(Extracted entries):
------------------------------------------------------------

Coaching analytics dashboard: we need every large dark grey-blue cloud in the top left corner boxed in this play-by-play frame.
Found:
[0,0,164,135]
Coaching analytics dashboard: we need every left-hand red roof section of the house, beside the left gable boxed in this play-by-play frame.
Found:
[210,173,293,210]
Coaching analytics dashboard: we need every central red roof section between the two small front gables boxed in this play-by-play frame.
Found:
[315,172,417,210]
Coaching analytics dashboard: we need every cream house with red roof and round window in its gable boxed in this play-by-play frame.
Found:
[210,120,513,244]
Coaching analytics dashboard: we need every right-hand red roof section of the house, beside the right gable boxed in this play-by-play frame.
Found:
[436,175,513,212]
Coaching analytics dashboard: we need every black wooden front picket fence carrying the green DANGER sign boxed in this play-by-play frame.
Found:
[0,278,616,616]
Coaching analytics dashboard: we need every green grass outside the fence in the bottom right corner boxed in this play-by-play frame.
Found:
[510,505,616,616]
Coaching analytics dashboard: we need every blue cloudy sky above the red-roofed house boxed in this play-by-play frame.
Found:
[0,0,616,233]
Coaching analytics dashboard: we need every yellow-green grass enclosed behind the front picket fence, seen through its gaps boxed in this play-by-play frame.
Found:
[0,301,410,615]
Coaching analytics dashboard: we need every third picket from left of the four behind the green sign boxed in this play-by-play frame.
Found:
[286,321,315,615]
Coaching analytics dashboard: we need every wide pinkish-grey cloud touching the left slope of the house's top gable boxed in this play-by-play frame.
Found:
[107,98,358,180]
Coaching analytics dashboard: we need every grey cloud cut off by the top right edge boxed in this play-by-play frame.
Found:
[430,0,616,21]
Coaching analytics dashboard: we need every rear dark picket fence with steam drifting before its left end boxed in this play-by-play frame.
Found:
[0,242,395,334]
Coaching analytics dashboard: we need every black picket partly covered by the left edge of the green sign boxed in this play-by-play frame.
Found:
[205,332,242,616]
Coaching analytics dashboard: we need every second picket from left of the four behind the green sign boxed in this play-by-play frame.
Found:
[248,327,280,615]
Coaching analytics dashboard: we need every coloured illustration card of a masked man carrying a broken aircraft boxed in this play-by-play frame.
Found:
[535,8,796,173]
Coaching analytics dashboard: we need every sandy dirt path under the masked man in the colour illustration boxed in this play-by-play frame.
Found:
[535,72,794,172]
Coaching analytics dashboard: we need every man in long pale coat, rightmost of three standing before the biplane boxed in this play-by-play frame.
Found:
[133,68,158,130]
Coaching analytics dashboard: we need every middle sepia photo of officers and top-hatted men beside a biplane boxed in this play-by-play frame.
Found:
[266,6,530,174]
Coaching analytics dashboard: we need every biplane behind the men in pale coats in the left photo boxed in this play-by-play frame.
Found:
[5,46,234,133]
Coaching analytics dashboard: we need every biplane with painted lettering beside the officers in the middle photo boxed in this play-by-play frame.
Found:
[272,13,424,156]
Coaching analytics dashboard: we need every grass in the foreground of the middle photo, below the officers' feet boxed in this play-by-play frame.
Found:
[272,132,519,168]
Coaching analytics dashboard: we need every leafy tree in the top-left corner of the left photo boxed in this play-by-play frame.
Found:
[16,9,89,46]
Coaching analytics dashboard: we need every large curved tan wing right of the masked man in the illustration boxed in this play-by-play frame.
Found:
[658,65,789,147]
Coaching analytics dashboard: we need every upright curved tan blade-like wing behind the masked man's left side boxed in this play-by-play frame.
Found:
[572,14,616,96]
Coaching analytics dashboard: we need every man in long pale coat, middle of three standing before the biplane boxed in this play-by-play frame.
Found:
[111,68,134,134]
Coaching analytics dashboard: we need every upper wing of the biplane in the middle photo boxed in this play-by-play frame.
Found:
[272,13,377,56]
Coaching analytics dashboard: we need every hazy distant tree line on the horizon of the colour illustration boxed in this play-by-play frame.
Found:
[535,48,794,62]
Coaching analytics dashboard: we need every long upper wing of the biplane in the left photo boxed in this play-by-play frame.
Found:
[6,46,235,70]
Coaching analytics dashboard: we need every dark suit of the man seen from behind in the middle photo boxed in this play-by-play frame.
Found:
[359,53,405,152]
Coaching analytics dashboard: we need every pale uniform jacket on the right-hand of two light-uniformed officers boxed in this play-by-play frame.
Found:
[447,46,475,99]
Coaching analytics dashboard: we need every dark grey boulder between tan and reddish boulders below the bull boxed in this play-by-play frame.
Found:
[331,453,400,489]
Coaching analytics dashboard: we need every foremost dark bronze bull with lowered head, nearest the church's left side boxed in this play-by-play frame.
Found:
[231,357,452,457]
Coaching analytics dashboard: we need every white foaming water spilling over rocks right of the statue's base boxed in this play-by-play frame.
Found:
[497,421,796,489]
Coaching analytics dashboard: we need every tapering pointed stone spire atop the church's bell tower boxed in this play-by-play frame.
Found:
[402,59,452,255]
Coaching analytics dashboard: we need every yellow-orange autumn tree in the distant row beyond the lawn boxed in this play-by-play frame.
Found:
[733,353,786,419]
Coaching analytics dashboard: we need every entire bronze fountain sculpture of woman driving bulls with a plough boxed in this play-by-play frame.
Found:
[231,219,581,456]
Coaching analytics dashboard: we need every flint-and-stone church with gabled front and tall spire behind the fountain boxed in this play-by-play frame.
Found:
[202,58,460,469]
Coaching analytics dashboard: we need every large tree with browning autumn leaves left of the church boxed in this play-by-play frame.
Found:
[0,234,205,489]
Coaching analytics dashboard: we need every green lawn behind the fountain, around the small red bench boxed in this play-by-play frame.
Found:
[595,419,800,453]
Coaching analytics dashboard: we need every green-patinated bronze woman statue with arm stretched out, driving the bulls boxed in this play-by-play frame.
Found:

------------------------------------------------------------

(Aim of the task):
Each line of the material above should be restated word for word.

(Your response):
Coaching analytics dashboard: we need every large dark grey-blue cloud in the top left corner boxed in this play-by-play frame.
Found:
[0,0,164,135]
Coaching analytics dashboard: we need every left-hand red roof section of the house, beside the left gable boxed in this play-by-play frame.
Found:
[210,173,293,210]
Coaching analytics dashboard: we need every central red roof section between the two small front gables boxed in this play-by-play frame.
Found:
[315,172,417,210]
Coaching analytics dashboard: we need every cream house with red roof and round window in its gable boxed in this play-by-play frame.
Found:
[210,120,513,244]
Coaching analytics dashboard: we need every right-hand red roof section of the house, beside the right gable boxed in this play-by-play frame.
Found:
[436,175,513,212]
Coaching analytics dashboard: we need every black wooden front picket fence carrying the green DANGER sign boxed in this play-by-play frame.
Found:
[0,278,616,616]
Coaching analytics dashboard: we need every green grass outside the fence in the bottom right corner boxed in this play-by-play frame.
Found:
[510,505,616,616]
Coaching analytics dashboard: we need every blue cloudy sky above the red-roofed house boxed in this play-by-play frame.
Found:
[0,0,616,233]
Coaching analytics dashboard: we need every yellow-green grass enclosed behind the front picket fence, seen through its gaps boxed in this play-by-play frame.
Found:
[0,301,410,615]
Coaching analytics dashboard: we need every third picket from left of the four behind the green sign boxed in this play-by-play frame.
Found:
[286,321,315,615]
Coaching analytics dashboard: we need every wide pinkish-grey cloud touching the left slope of the house's top gable boxed in this play-by-play frame.
Found:
[107,98,358,180]
Coaching analytics dashboard: we need every grey cloud cut off by the top right edge boxed in this play-by-play frame.
Found:
[430,0,616,21]
Coaching analytics dashboard: we need every rear dark picket fence with steam drifting before its left end boxed in this play-by-play frame.
Found:
[0,242,395,334]
Coaching analytics dashboard: we need every black picket partly covered by the left edge of the green sign boxed in this play-by-play frame.
Found:
[205,332,242,616]
Coaching analytics dashboard: we need every second picket from left of the four behind the green sign boxed in this play-by-play frame.
Found:
[248,327,280,615]
Coaching analytics dashboard: we need every coloured illustration card of a masked man carrying a broken aircraft boxed in this play-by-play frame.
Found:
[535,8,796,173]
Coaching analytics dashboard: we need every sandy dirt path under the masked man in the colour illustration boxed in this play-by-play frame.
Found:
[535,72,794,172]
Coaching analytics dashboard: we need every man in long pale coat, rightmost of three standing before the biplane boxed in this play-by-play frame.
Found:
[133,68,158,130]
Coaching analytics dashboard: we need every middle sepia photo of officers and top-hatted men beside a biplane boxed in this play-by-play frame.
Found:
[266,6,530,174]
Coaching analytics dashboard: we need every biplane behind the men in pale coats in the left photo boxed in this play-by-play frame.
Found:
[5,46,234,133]
Coaching analytics dashboard: we need every biplane with painted lettering beside the officers in the middle photo boxed in this play-by-play frame.
Found:
[272,13,424,156]
Coaching analytics dashboard: we need every grass in the foreground of the middle photo, below the officers' feet boxed in this play-by-play frame.
Found:
[272,132,519,168]
Coaching analytics dashboard: we need every leafy tree in the top-left corner of the left photo boxed in this play-by-play frame.
Found:
[16,9,89,46]
Coaching analytics dashboard: we need every large curved tan wing right of the masked man in the illustration boxed in this play-by-play frame.
Found:
[658,65,789,147]
Coaching analytics dashboard: we need every upright curved tan blade-like wing behind the masked man's left side boxed in this play-by-play frame.
Found:
[572,14,616,96]
Coaching analytics dashboard: we need every man in long pale coat, middle of three standing before the biplane boxed in this play-by-play frame.
Found:
[111,68,134,134]
Coaching analytics dashboard: we need every upper wing of the biplane in the middle photo boxed in this play-by-play frame.
Found:
[272,13,377,56]
Coaching analytics dashboard: we need every hazy distant tree line on the horizon of the colour illustration boxed in this play-by-play frame.
Found:
[535,48,794,62]
Coaching analytics dashboard: we need every long upper wing of the biplane in the left photo boxed in this play-by-play frame.
Found:
[6,46,235,70]
Coaching analytics dashboard: we need every dark suit of the man seen from behind in the middle photo boxed in this play-by-play frame.
Found:
[359,53,405,152]
Coaching analytics dashboard: we need every pale uniform jacket on the right-hand of two light-uniformed officers boxed in this play-by-play frame.
Found:
[447,46,475,99]
Coaching analytics dashboard: we need every dark grey boulder between tan and reddish boulders below the bull boxed in this play-by-play frame.
Found:
[331,453,400,489]
Coaching analytics dashboard: we need every foremost dark bronze bull with lowered head, nearest the church's left side boxed in this play-by-play frame.
Found:
[231,357,452,457]
Coaching analytics dashboard: we need every white foaming water spilling over rocks right of the statue's base boxed in this play-by-play frame.
Found:
[497,421,796,489]
Coaching analytics dashboard: we need every tapering pointed stone spire atop the church's bell tower boxed in this play-by-play frame.
Found:
[402,59,452,255]
Coaching analytics dashboard: we need every yellow-orange autumn tree in the distant row beyond the lawn boxed in this play-by-play frame.
Found:
[733,353,786,419]
Coaching analytics dashboard: we need every entire bronze fountain sculpture of woman driving bulls with a plough boxed in this play-by-play frame.
Found:
[231,219,581,456]
Coaching analytics dashboard: we need every flint-and-stone church with gabled front and tall spire behind the fountain boxed in this play-by-play frame.
Found:
[202,58,460,469]
Coaching analytics dashboard: we need every large tree with browning autumn leaves left of the church boxed in this play-by-play frame.
Found:
[0,234,205,489]
Coaching analytics dashboard: we need every green lawn behind the fountain, around the small red bench boxed in this play-by-play frame.
Found:
[595,419,800,453]
Coaching analytics dashboard: we need every green-patinated bronze woman statue with arm stretched out, driving the bulls boxed in this play-by-play frame.
Found:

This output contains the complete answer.